Records drawn from a dataset
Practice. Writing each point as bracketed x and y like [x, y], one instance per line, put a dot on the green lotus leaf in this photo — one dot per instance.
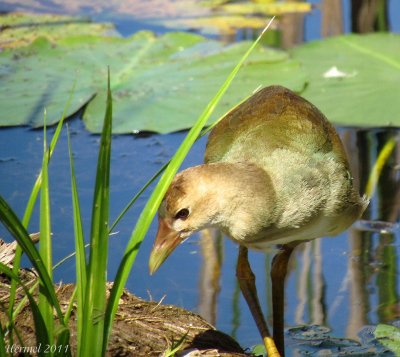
[354, 79]
[21, 29]
[159, 84]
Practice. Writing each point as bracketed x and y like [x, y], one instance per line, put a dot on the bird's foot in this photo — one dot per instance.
[269, 344]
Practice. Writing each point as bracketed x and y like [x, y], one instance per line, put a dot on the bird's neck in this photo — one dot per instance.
[242, 197]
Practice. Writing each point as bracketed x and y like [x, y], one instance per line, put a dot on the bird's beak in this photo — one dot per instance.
[167, 240]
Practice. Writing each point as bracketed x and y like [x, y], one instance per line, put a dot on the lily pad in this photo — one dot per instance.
[389, 336]
[354, 79]
[21, 29]
[270, 8]
[216, 24]
[159, 83]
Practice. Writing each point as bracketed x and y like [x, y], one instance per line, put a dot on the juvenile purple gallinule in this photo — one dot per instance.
[275, 174]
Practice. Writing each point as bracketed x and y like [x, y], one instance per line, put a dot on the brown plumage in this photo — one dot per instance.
[275, 172]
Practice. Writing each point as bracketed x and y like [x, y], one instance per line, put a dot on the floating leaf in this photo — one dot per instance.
[21, 29]
[159, 83]
[365, 89]
[217, 24]
[389, 336]
[271, 8]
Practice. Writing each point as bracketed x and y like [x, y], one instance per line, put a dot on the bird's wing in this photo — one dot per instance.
[273, 118]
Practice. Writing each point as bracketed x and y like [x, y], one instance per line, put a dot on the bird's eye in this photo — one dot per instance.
[182, 214]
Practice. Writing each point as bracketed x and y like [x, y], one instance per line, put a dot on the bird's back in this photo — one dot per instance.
[273, 118]
[291, 140]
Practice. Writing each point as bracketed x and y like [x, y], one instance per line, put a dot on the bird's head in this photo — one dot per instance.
[187, 207]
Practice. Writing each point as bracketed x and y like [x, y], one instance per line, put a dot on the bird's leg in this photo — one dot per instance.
[278, 275]
[247, 283]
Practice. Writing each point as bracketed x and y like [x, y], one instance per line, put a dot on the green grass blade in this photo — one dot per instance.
[159, 172]
[63, 345]
[380, 162]
[40, 326]
[95, 296]
[18, 231]
[2, 343]
[81, 273]
[32, 200]
[155, 199]
[45, 248]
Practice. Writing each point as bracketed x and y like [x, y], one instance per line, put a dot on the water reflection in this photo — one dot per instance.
[359, 281]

# EXERCISE:
Exactly as written above, print every record, and keep the pictures out.

# RESULT:
Practice. Writing each point as bracketed x and y like [x, y], one instance per line, put a dot on the green lotus leaf in this photo — one dot per instance.
[354, 79]
[21, 29]
[159, 84]
Practice. Writing each point as bracketed x and y like [x, y], one instance per line, put a dot on the bird's foot in this photo — one dot per instance.
[269, 344]
Practice. Writing each point as bracketed x and y like [x, y], one instance per line, put a dot on the bird's neck in this photo — one dot per instance.
[242, 197]
Practice. Writing each point as bracketed x and y like [x, y], one instance per line, put a dot on the bird's beak in this photo — one dot per instance.
[167, 240]
Practice. Writing each point as bracketed x and y like [x, y], one instance per line, put a dot on the lily pad in this photo — one dot per instance.
[389, 336]
[354, 79]
[21, 29]
[270, 8]
[216, 24]
[159, 83]
Practice. Writing each point as bracketed x and y like [x, y], one instance per line, put a dot on the juvenile purple gallinule in this photo — one dot per instance.
[275, 174]
Practice. Writing each point as bracketed x and y like [x, y], one instance per line, put a dot on the brown plumage in this photo — one dot per instance.
[275, 172]
Practice. Writing each point as bracketed x and y like [x, y], one instance per line, put a dot on the floating leaf in this photo — one dot per instance.
[21, 29]
[159, 83]
[365, 89]
[217, 24]
[389, 336]
[271, 8]
Practice. Writing each point as bracketed x and y like [x, y], one instance per line, put a dot on the bird's wing in this photo — one dot per instance.
[273, 118]
Practice. Writing each point as bracketed x and y like [x, y], one instance per line, put a dot on the bird's eye in this photo — one dot per instance.
[182, 214]
Practice. Writing each point as bracketed x and y like [x, y], one instance per line, put a dot on the bird's back in this photo — one dot per instance.
[273, 118]
[291, 140]
Practice. Writing each point as bracketed x and y like [x, y], one instance per line, put a dot on the bird's head in this photo — one dot per instance.
[187, 207]
Practice. Writing each point as bracketed x and y like [x, y], one instance per line, put a dot on the bird's leg in this photo — one dot per instance.
[278, 275]
[247, 283]
Practice. Writing each point as bracketed x and y like [x, y], one instance per line, put a dot on the green grass blade in this photo — one dot per instance.
[159, 172]
[63, 345]
[380, 162]
[40, 326]
[95, 296]
[18, 231]
[2, 343]
[81, 273]
[32, 200]
[155, 199]
[45, 248]
Practice. Writing each point as bracketed x and y like [x, y], one instance per line, put a dot on the water reflection in this photo — one dot per instance.
[359, 281]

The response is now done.